[EXERCISE 1] According to the Royal Oak Hotel text, in what year and under what name was the hotel established?
[EXERCISE 2] Print the part of the Royal Oak Hotel text that opens with the words containing "It is one of" and closes with "the ladies parlour.".

[TEXT FOR ANALYSIS]
■ ■ ■ ■

The Royal Oak Hotel is a pub located in Balmain, a suburb in the inner west region of Sydney, in the state of New South Wales, Australia. The pub has historical links with the union movement and is one of a number of buildings which formed an integral part of the shipbuilding and industrial history of the local area.

==History==

The land on which the pub currently stands was part of a much larger 550 acre grant to colonial surgeon Dr William Balmain made in 1800 by Governor John Hunter. The hotel was established in 1878 as Hollis's Hotel under publican George Hollis. In 1884, J. W. Clifford became publican, renamed it to the Clifford Family Hotel and refitted the hotel in 1886. A further change of ownership took place again in 1888 when William Coates renamed the pub Coates Family Hotel. Thomas Hunt gave the pub its current name after taking over in 1898. By the mid-1860s, nearby Mort's Dock was undertaking heavy industrialisation of its site in Balmain and was a generator of much housing and employment in the local area. It was from this enterprise, which continued until 1957 that the pub owes much of its early history through the provision of refreshment for dock workers. The main gate for the dock was located only a short distance away at the end of Cameron Street. In 1887 the Balmain branch of The Slip, Dock and General Labourers Union was formed and the mailing address was given as Clifford's Hotel. The union later became known as the Balmain Labourers Union and in 1900 at the Royal Oak Hotel, changed its name to the Painters and Dockers Union.

==Heritage-listing==
The Royal Oak Hotel is listed on the Inner West Council local government heritage register. It is a two-storey rendered brick corner building with decorative parapet, label moulds to windows and a simple awning. The current façade, which is in Victorian Free Classical style, dates from 1886.

It is one of the few hotels in the local area that never possessed a verandah, with the current awning only having been added in recent years. During the 1960s and 1970s, a side door in College Street still led to the ladies parlour.

■ ■ ■ ■

[INFORMATION SHOWN]

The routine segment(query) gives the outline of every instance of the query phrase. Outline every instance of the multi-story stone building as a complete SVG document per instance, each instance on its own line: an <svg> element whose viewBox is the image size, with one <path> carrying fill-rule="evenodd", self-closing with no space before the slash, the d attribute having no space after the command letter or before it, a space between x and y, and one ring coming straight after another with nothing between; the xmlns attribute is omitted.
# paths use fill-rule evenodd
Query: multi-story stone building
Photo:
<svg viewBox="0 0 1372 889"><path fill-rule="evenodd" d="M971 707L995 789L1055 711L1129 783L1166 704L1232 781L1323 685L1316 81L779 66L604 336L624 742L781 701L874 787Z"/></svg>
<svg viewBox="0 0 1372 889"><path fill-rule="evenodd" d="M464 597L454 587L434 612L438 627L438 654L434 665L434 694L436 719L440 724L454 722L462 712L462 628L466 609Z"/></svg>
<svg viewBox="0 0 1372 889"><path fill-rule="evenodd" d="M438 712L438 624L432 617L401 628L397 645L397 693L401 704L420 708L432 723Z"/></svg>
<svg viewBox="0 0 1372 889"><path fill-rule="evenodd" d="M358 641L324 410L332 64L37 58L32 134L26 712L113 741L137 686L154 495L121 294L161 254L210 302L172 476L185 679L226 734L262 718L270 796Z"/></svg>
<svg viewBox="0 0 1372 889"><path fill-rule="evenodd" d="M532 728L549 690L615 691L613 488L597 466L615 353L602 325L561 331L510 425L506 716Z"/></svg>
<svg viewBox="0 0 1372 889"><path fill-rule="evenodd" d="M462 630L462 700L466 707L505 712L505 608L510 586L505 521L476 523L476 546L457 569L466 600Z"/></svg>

■ ■ ■ ■

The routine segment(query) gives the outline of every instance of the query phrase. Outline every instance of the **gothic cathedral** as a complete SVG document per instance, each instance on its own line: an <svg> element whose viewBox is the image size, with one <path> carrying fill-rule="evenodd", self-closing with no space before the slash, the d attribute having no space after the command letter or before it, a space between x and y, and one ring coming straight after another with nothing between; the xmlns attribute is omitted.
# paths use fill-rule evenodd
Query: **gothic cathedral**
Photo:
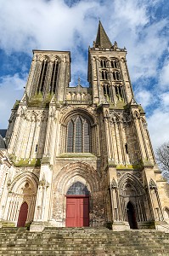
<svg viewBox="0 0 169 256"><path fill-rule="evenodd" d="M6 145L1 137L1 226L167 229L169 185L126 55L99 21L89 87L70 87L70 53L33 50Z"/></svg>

■ ■ ■ ■

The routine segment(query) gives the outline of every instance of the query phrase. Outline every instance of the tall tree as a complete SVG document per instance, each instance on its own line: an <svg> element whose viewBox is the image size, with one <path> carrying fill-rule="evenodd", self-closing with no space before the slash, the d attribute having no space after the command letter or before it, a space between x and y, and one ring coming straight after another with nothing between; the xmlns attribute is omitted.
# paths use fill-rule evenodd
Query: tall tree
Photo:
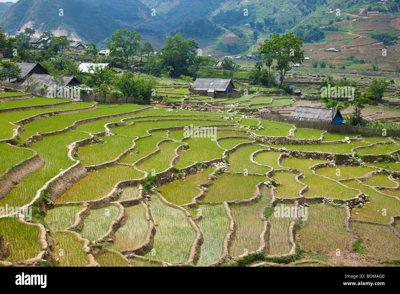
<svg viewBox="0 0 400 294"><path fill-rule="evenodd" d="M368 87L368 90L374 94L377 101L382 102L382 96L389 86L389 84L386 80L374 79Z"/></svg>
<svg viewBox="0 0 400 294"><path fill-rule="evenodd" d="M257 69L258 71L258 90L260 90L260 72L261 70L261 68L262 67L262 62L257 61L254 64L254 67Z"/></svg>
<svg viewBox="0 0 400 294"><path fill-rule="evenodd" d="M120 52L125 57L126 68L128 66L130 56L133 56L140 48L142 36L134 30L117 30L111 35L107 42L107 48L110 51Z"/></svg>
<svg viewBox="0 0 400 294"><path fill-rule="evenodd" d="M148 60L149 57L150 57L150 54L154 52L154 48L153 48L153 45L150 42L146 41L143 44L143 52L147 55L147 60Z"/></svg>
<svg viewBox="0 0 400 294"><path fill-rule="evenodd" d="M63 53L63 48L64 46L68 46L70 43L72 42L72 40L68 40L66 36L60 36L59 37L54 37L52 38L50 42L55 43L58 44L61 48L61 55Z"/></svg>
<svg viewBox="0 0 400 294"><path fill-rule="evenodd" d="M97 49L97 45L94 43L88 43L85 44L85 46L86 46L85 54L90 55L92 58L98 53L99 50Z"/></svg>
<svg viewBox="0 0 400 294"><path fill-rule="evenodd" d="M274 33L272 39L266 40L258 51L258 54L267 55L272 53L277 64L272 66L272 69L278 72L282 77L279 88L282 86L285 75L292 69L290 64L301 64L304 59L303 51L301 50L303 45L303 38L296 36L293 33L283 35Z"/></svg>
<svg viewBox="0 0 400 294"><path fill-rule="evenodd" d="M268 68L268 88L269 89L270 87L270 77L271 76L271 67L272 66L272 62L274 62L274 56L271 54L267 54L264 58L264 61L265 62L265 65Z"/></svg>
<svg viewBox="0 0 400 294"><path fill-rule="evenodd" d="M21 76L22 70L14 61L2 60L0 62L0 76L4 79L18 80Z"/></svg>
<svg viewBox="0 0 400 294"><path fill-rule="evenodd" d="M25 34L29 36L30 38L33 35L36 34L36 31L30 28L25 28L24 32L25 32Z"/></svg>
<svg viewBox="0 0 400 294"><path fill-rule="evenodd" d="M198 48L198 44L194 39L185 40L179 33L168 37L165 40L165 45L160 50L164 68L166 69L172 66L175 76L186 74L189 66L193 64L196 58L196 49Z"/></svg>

■ ■ ■ ■

[TASK OUTPUT 1] It was established in 1878 as Hollis's Hotel.

[TASK OUTPUT 2]
It is one of the few hotels in the local area that never possessed a verandah, with the current awning only having been added in recent years. During the 1960s and 1970s, a side door in College Street still led to the ladies parlour.